• REQUIREMENT
The entries below contain a line with "If you could point to the woman's nose" and a line with "If you could point to the white lab". Retype exactly everything from the first down to the second, both included, and nothing else.

###

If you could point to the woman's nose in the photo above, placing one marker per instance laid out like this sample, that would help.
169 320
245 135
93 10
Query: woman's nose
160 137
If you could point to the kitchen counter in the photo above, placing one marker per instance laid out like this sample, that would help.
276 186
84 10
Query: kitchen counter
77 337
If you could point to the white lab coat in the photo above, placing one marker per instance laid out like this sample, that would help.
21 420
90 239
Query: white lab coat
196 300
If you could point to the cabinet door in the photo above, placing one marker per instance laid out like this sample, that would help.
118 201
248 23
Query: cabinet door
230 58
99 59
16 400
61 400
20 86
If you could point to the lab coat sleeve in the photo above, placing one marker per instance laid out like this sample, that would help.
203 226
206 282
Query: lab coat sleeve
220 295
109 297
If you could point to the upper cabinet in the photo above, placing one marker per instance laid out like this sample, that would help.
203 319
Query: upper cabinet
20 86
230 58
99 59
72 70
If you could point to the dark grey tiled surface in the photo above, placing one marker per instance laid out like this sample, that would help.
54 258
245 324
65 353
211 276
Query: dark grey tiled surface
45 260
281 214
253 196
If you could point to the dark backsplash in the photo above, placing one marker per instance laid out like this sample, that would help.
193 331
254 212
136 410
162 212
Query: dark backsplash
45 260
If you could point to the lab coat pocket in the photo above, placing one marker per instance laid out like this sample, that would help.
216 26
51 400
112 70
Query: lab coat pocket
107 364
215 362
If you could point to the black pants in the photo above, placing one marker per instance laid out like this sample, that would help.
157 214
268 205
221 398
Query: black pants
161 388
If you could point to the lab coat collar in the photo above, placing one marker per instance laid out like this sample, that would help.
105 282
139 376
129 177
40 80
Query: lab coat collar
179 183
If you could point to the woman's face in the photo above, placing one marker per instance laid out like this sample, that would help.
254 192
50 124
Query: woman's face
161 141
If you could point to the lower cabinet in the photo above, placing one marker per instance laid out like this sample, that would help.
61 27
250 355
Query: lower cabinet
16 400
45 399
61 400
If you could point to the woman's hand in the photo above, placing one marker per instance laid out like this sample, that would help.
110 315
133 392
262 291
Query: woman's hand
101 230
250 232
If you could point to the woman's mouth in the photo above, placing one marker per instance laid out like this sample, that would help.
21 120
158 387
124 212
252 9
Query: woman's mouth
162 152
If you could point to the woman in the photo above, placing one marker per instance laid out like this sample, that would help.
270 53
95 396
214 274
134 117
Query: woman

###

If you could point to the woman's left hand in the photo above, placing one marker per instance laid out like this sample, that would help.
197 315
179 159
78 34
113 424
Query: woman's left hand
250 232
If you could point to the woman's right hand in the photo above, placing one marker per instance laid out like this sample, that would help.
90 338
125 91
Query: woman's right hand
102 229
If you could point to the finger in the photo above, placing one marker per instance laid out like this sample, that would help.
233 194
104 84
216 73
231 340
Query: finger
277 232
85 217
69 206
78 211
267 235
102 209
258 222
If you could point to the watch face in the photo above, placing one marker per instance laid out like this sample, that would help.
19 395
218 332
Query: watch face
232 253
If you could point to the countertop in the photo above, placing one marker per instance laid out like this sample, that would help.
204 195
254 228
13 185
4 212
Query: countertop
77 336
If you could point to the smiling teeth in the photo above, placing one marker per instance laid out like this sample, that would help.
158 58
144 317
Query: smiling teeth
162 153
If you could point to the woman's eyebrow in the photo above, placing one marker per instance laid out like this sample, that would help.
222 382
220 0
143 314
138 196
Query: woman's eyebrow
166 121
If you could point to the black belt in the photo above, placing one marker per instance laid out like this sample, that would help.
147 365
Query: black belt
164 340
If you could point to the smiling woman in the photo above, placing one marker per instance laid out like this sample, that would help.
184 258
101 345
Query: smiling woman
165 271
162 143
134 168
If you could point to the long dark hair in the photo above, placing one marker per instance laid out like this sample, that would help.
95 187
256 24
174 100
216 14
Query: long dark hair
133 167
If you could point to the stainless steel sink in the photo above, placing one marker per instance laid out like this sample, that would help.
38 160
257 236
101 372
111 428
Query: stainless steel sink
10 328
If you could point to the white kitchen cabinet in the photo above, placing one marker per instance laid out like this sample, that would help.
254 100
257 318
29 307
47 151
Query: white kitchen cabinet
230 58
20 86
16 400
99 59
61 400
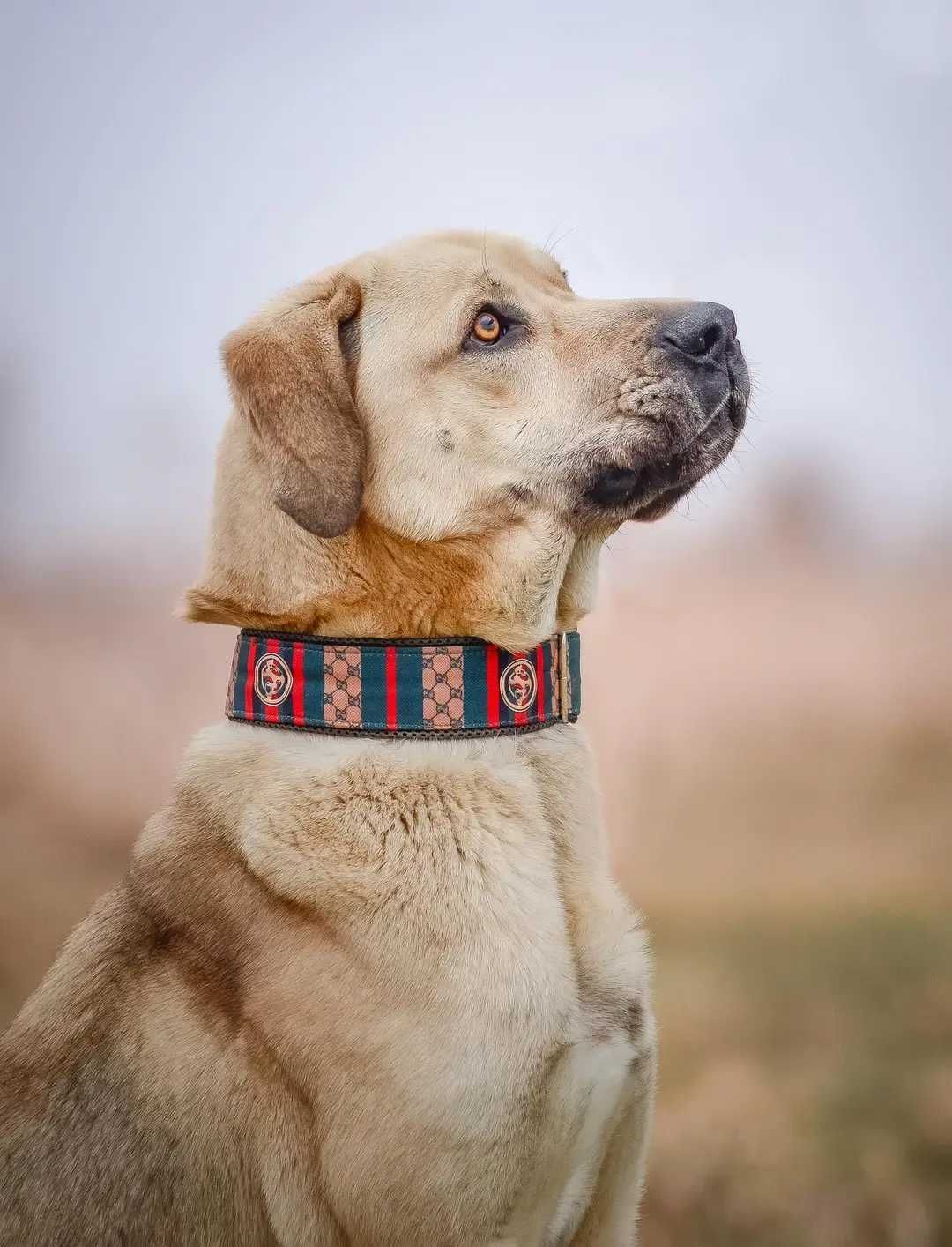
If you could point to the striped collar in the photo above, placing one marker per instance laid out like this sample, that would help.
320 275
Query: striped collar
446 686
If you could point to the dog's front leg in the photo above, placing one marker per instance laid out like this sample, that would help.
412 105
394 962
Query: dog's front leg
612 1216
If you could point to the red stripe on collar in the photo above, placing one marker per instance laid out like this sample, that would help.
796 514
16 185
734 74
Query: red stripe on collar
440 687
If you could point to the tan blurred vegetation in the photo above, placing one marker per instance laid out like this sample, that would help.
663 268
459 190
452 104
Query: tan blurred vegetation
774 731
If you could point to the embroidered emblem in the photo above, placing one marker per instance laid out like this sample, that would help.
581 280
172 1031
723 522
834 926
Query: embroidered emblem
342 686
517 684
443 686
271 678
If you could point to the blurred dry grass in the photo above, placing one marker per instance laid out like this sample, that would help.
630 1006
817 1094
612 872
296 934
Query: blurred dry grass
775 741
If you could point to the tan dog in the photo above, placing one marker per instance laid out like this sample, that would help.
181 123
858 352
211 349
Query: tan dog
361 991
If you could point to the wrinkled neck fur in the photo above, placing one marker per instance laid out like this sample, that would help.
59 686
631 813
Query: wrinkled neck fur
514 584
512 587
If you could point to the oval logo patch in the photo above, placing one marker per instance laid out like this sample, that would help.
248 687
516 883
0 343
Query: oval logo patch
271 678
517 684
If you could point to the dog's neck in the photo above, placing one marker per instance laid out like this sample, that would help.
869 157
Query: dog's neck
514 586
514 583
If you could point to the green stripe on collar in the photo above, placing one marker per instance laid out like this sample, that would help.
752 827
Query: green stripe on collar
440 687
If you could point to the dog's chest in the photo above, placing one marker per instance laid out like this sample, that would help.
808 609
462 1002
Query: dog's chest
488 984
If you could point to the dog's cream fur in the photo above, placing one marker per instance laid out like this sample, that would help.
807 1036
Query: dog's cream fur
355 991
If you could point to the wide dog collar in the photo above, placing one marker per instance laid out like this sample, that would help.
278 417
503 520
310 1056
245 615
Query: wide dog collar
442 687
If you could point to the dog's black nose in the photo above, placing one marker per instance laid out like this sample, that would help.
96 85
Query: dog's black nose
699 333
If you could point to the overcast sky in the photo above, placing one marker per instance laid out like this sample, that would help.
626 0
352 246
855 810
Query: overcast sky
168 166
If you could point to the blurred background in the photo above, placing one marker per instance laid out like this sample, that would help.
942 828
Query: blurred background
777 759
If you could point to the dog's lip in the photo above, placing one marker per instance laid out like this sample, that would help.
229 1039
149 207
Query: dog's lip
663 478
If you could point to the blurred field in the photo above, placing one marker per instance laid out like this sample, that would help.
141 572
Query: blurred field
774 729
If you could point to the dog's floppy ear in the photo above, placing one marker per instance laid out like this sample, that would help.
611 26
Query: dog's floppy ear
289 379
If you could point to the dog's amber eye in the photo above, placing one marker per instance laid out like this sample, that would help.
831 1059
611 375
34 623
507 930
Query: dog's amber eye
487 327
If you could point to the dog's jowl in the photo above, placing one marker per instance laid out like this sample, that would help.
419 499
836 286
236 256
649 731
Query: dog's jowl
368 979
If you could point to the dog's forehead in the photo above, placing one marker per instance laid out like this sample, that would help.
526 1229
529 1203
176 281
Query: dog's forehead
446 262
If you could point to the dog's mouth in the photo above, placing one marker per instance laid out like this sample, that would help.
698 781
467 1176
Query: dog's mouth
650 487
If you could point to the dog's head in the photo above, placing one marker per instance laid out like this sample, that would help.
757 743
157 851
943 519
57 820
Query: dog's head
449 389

###

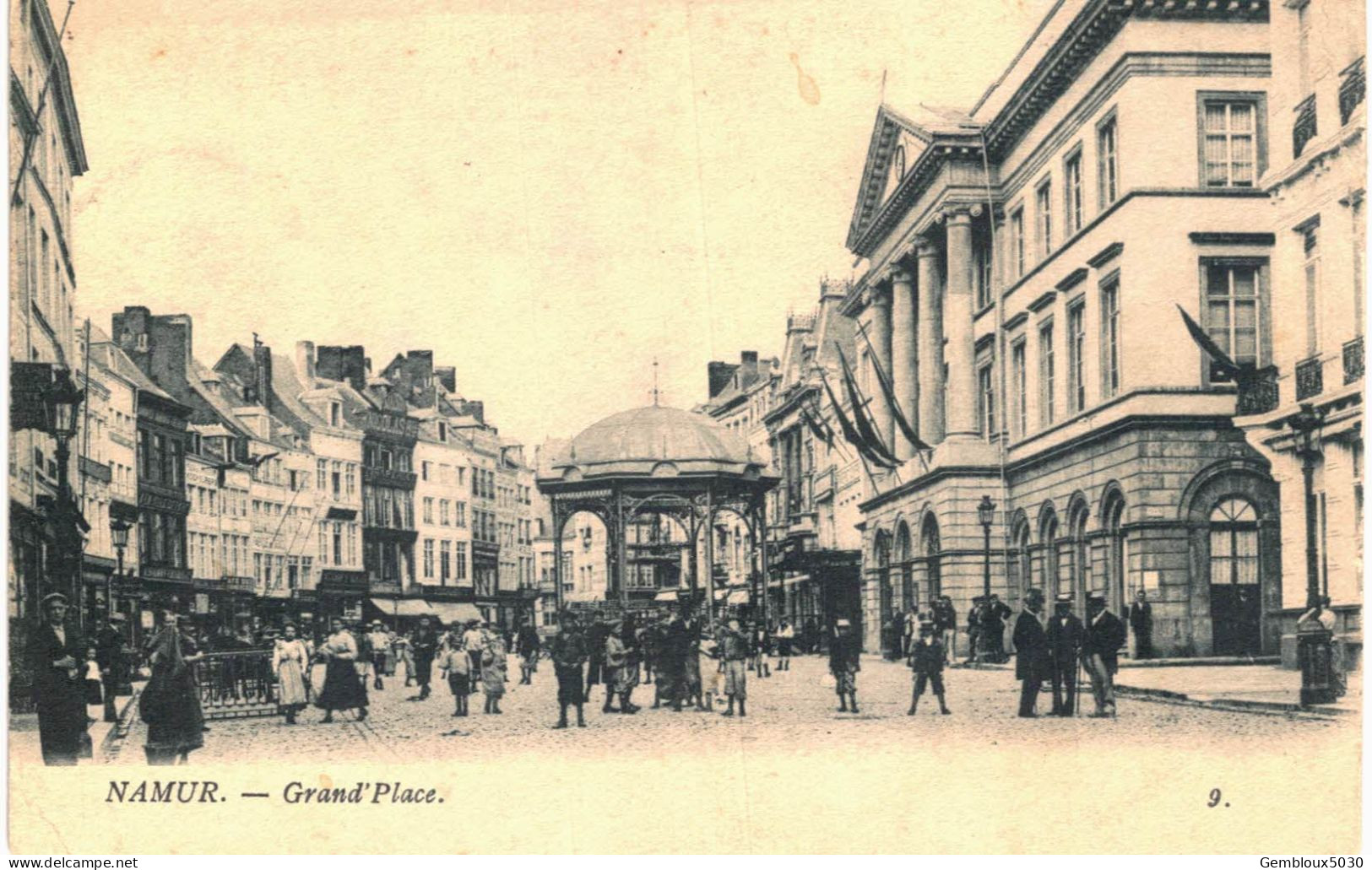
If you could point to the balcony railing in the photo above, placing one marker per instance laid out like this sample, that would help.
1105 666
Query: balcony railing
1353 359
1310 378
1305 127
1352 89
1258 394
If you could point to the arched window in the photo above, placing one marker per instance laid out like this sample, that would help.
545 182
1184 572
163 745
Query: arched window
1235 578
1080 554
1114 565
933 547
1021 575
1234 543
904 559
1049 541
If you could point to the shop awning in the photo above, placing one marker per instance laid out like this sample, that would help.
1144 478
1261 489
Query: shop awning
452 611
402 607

###

• COMPLETED EXERCISE
If you could point to the woman's nose in the photo above, placing one marker per instance laid out like this sample, that would help.
169 320
245 135
93 10
Query: woman's nose
160 137
If you could point to the kitchen counter in the photo above, placing one marker per instance laid out like this sample, that would help.
276 186
84 10
Query: kitchen counter
77 337
If you could point to the white lab coat in the photo above, placing one marker per instance laid out like this sample, that would help.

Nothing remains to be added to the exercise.